*WRITTEN INSTRUCTION*
Copy every line of the material below word for word.

*DATA FOR THIS TASK*
--- start ---

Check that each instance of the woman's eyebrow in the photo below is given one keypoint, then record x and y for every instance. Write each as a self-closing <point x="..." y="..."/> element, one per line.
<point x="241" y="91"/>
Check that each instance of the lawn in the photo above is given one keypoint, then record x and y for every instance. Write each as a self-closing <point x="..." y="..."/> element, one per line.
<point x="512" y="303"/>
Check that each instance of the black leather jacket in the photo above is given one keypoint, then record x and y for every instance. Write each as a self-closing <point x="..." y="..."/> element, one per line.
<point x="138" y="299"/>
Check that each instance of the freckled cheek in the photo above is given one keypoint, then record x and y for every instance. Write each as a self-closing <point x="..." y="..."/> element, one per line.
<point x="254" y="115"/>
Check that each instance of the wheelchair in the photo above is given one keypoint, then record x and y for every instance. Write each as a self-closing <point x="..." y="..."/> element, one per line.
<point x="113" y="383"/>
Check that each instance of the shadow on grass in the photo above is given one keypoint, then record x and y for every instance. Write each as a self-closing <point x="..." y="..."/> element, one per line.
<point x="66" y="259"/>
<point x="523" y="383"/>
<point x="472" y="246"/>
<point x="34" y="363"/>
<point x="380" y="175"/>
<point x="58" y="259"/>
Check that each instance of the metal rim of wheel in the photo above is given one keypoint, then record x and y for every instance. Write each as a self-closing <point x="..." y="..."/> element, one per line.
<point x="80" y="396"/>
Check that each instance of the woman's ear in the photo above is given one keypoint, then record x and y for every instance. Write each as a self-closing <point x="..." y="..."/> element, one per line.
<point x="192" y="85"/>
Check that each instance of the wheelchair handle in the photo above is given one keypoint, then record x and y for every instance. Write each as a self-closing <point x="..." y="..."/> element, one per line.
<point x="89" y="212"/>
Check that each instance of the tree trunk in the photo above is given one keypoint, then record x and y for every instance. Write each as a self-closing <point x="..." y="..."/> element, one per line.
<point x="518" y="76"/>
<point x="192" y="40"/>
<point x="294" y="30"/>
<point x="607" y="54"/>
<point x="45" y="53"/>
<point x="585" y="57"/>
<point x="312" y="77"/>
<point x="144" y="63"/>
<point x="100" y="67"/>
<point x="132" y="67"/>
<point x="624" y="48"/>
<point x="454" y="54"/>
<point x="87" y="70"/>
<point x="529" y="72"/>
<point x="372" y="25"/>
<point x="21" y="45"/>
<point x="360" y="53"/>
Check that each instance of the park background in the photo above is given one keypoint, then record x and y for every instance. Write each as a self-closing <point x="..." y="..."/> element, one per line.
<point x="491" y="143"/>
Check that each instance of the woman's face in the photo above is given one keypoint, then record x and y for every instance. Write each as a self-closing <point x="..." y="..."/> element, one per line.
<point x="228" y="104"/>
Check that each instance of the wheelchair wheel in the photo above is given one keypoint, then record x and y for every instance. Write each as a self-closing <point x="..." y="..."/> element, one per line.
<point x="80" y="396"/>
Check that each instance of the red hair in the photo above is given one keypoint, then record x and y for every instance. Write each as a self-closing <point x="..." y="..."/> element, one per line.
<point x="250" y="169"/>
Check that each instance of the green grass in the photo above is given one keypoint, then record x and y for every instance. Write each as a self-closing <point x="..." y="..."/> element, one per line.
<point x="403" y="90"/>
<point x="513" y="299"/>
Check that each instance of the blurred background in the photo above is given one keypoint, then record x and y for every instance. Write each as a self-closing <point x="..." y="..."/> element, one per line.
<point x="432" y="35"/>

--- end ---

*SOLUTION*
Check that each instance of the woman's eyebrow in the photo below is given one keypoint, then record x and y for every instance. Write each as a self-closing <point x="..." y="..."/> element, one per line.
<point x="241" y="91"/>
Check that each instance of the lawn in the photo above is given one keypoint, then record x and y for every instance. Write each as a self-closing <point x="..." y="..."/> element, one per line.
<point x="512" y="303"/>
Check that each instance of the black leather jacket in the photo above is given one keypoint, then record x and y for every instance. Write each as a self-closing <point x="..." y="..."/> element, one per line.
<point x="138" y="299"/>
Check that each instance of the freckled cheek in the photo above is given one keypoint, then record x and y for every instance. Write each as a self-closing <point x="..." y="..."/> element, one per line.
<point x="254" y="115"/>
Check that each instance of the wheelchair in the photo above is given one keypoint, then record x and y for every instance. Write each as a self-closing <point x="..." y="..."/> element, one per line.
<point x="113" y="383"/>
Check that each instance of the shadow on grass in the photo above is given one keypoint, then record x and y for every instance. Write each as a self-closing <point x="..." y="..."/> element, one per line.
<point x="66" y="259"/>
<point x="523" y="383"/>
<point x="472" y="246"/>
<point x="34" y="363"/>
<point x="380" y="175"/>
<point x="58" y="259"/>
Check that each instance of the metal rim of wheel in the photo above is given one keypoint, then record x and y for every instance. Write each as a self-closing <point x="..." y="..."/> element, one per line.
<point x="80" y="396"/>
Check that each instance of the woman's ear in the photo above is given one keypoint, then record x and y for every instance. Write each as a self-closing <point x="..." y="..."/> element, one per line.
<point x="192" y="85"/>
Check that each instance of the wheelchair handle in the photo above is given one keypoint, then record x and y for every instance. Write each as a self-closing <point x="..." y="..."/> element, one per line.
<point x="89" y="212"/>
Check that each instance of the tree trunk in the photo above is given one keypoint, then record x and y for every instance. Write each as a self-closing <point x="..." y="..."/> element, one per line.
<point x="518" y="76"/>
<point x="192" y="40"/>
<point x="294" y="30"/>
<point x="607" y="54"/>
<point x="45" y="53"/>
<point x="585" y="57"/>
<point x="312" y="77"/>
<point x="144" y="63"/>
<point x="100" y="67"/>
<point x="132" y="67"/>
<point x="624" y="48"/>
<point x="454" y="54"/>
<point x="87" y="70"/>
<point x="529" y="72"/>
<point x="372" y="25"/>
<point x="21" y="45"/>
<point x="360" y="53"/>
Check that each instance of the park background in the photo above is given one keypoint, then record x and y for every instance. Write each as a self-closing <point x="..." y="..."/> element, one per line.
<point x="491" y="143"/>
Check that each instance of the woman's face in the photo above is given one keypoint, then record x and y for every instance. Write each as a self-closing <point x="..." y="..."/> element, one per line.
<point x="228" y="104"/>
Check that each instance of the wheelchair wheel in the photo above is given one keypoint, then record x and y for every instance. Write each as a self-closing <point x="..." y="..."/> element, one per line.
<point x="80" y="396"/>
Check that each instance of the red hair in the photo above is given one keypoint, then record x and y for every instance. Write each as a self-closing <point x="..." y="..."/> element, one per line.
<point x="250" y="169"/>
Check that each instance of the green grass in the photo above is given one keypoint, then record x and y for every instance. Write each as a self-closing <point x="..." y="..."/> element, one per line.
<point x="403" y="90"/>
<point x="513" y="299"/>
Check that each instance of the blurred background in the photo above is given one keypoint, then record x and y for every instance. Write each as a self-closing <point x="..." y="..."/> element, one per line.
<point x="432" y="35"/>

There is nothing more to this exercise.